[BEGIN SUPPLIED INFORMATION]

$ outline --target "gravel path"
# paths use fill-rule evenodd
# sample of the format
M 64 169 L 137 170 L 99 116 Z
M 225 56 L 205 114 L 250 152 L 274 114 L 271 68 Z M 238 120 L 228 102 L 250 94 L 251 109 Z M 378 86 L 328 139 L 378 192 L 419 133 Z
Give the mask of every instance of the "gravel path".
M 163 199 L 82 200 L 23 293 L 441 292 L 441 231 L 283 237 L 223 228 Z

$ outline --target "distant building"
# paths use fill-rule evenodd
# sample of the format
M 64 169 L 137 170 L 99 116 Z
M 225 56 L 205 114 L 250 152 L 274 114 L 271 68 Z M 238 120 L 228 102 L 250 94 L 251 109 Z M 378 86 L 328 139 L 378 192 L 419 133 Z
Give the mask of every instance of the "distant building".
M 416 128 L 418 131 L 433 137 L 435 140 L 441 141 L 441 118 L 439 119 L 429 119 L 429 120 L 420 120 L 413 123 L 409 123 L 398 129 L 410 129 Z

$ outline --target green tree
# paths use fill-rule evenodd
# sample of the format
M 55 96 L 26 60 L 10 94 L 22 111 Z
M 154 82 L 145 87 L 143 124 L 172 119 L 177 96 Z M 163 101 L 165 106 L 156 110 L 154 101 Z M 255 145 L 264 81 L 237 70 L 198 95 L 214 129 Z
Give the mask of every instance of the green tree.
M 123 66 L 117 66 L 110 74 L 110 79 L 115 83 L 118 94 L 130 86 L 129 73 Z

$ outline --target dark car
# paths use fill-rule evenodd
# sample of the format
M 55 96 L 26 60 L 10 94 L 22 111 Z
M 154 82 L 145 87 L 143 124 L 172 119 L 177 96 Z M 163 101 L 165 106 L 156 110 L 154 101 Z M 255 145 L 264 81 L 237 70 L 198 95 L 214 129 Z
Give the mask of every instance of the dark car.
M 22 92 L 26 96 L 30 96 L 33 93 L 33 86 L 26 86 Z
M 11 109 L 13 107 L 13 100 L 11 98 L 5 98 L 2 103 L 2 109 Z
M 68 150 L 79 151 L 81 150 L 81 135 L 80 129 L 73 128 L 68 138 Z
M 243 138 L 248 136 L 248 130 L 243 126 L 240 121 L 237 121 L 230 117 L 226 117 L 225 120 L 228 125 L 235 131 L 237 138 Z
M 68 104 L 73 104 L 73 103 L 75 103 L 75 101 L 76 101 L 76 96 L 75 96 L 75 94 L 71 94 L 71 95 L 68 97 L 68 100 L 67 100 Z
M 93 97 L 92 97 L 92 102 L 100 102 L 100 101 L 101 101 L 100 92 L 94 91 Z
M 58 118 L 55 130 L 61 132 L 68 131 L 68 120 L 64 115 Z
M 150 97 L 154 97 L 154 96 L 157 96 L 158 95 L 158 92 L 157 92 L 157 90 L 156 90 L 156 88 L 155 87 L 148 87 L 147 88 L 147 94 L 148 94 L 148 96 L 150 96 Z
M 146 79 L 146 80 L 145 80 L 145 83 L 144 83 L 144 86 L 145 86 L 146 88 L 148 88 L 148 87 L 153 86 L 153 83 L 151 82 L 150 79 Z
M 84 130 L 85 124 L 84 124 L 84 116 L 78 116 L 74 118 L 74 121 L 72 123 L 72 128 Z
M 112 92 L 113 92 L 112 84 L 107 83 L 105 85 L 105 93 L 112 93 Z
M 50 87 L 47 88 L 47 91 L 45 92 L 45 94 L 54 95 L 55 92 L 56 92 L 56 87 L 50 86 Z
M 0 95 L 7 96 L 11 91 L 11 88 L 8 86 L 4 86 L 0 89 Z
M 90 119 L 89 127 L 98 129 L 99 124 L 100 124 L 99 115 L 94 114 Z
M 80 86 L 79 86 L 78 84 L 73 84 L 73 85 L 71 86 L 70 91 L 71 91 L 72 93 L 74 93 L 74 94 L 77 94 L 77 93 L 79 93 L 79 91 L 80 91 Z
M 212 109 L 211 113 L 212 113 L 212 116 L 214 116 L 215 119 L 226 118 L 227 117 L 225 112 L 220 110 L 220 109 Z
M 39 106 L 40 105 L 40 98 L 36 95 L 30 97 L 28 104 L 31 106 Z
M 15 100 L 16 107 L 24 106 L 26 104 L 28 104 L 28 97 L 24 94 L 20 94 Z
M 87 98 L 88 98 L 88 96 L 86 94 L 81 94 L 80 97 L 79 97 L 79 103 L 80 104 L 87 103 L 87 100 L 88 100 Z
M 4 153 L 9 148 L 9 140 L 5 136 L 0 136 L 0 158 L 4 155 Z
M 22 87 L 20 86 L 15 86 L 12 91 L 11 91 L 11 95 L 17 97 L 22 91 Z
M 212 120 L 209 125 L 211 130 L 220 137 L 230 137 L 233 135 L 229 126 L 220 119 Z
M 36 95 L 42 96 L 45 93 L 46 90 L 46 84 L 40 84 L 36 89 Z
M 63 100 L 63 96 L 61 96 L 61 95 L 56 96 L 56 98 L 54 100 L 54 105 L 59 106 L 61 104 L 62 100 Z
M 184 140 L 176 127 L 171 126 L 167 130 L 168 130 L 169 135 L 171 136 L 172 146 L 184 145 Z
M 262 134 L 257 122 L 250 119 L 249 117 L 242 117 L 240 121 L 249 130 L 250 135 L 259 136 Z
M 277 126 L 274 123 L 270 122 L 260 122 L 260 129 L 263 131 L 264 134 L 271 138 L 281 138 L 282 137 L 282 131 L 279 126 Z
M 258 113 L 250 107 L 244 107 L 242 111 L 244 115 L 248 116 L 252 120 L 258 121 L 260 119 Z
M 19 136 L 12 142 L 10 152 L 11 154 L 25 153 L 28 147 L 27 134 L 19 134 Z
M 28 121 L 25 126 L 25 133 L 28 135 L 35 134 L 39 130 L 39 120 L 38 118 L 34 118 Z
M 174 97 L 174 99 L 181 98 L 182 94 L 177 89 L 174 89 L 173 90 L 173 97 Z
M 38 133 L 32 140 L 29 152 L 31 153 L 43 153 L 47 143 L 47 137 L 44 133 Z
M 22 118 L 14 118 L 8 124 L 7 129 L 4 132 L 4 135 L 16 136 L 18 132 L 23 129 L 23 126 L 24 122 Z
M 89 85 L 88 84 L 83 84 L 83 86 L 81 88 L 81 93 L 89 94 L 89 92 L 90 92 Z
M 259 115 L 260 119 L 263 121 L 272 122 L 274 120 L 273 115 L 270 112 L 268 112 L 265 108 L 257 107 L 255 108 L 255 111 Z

[END SUPPLIED INFORMATION]

- AIM -
Set down the lines above unchanged, starting at the line that contains "--target dark car" and ending at the line that contains "M 4 153 L 9", with both of those lines included.

- OUTPUT BELOW -
$ outline --target dark car
# paths use fill-rule evenodd
# sample of the format
M 55 96 L 26 60 L 10 94 L 22 111 Z
M 154 82 L 145 87 L 143 124 L 172 119 L 177 96 Z M 163 101 L 165 106 L 156 110 L 154 101 Z M 255 145 L 264 81 L 237 70 L 198 95 L 214 129 Z
Give the mask of every instance of the dark car.
M 22 92 L 26 96 L 30 96 L 33 93 L 33 86 L 26 86 Z
M 11 109 L 13 107 L 13 100 L 11 98 L 5 98 L 2 103 L 2 109 Z
M 68 150 L 79 151 L 81 150 L 81 135 L 80 129 L 73 128 L 68 138 Z
M 243 138 L 248 136 L 248 130 L 243 126 L 240 121 L 237 121 L 230 117 L 226 117 L 225 120 L 228 125 L 235 131 L 237 138 Z
M 68 104 L 73 104 L 73 103 L 75 103 L 75 101 L 76 101 L 76 96 L 75 96 L 75 94 L 71 94 L 71 95 L 68 97 L 68 100 L 67 100 Z
M 93 97 L 92 97 L 92 102 L 100 102 L 100 101 L 101 101 L 100 92 L 94 91 Z
M 58 118 L 55 130 L 61 132 L 68 131 L 68 120 L 64 115 Z
M 150 97 L 154 97 L 154 96 L 157 96 L 158 95 L 158 92 L 157 92 L 157 90 L 156 90 L 156 88 L 155 87 L 148 87 L 147 88 L 147 94 L 148 94 L 148 96 L 150 96 Z
M 146 79 L 146 80 L 145 80 L 145 83 L 144 83 L 144 86 L 145 86 L 146 88 L 148 88 L 148 87 L 153 86 L 153 83 L 151 82 L 150 79 Z
M 84 130 L 85 124 L 84 124 L 84 116 L 78 116 L 74 118 L 74 121 L 72 123 L 72 128 Z
M 112 92 L 113 92 L 112 84 L 107 83 L 105 85 L 105 93 L 112 93 Z
M 50 87 L 47 88 L 47 91 L 45 92 L 45 94 L 54 95 L 55 92 L 56 92 L 56 87 L 50 86 Z
M 0 95 L 7 96 L 11 91 L 11 88 L 8 86 L 4 86 L 0 89 Z
M 90 119 L 89 127 L 98 129 L 99 124 L 100 124 L 99 115 L 94 114 Z
M 80 86 L 79 86 L 78 84 L 73 84 L 73 85 L 71 86 L 70 91 L 71 91 L 72 93 L 74 93 L 74 94 L 77 94 L 77 93 L 79 93 L 79 91 L 80 91 Z
M 212 109 L 211 113 L 212 113 L 212 116 L 214 116 L 215 119 L 226 118 L 227 117 L 225 112 L 220 110 L 220 109 Z
M 39 106 L 40 105 L 40 98 L 36 95 L 30 97 L 28 104 L 31 106 Z
M 15 100 L 16 107 L 24 106 L 26 104 L 28 104 L 28 97 L 24 94 L 20 94 Z
M 87 98 L 88 98 L 88 96 L 86 94 L 81 94 L 80 97 L 79 97 L 79 103 L 80 104 L 87 103 L 87 100 L 88 100 Z
M 4 153 L 9 148 L 9 140 L 5 136 L 0 136 L 0 158 L 4 155 Z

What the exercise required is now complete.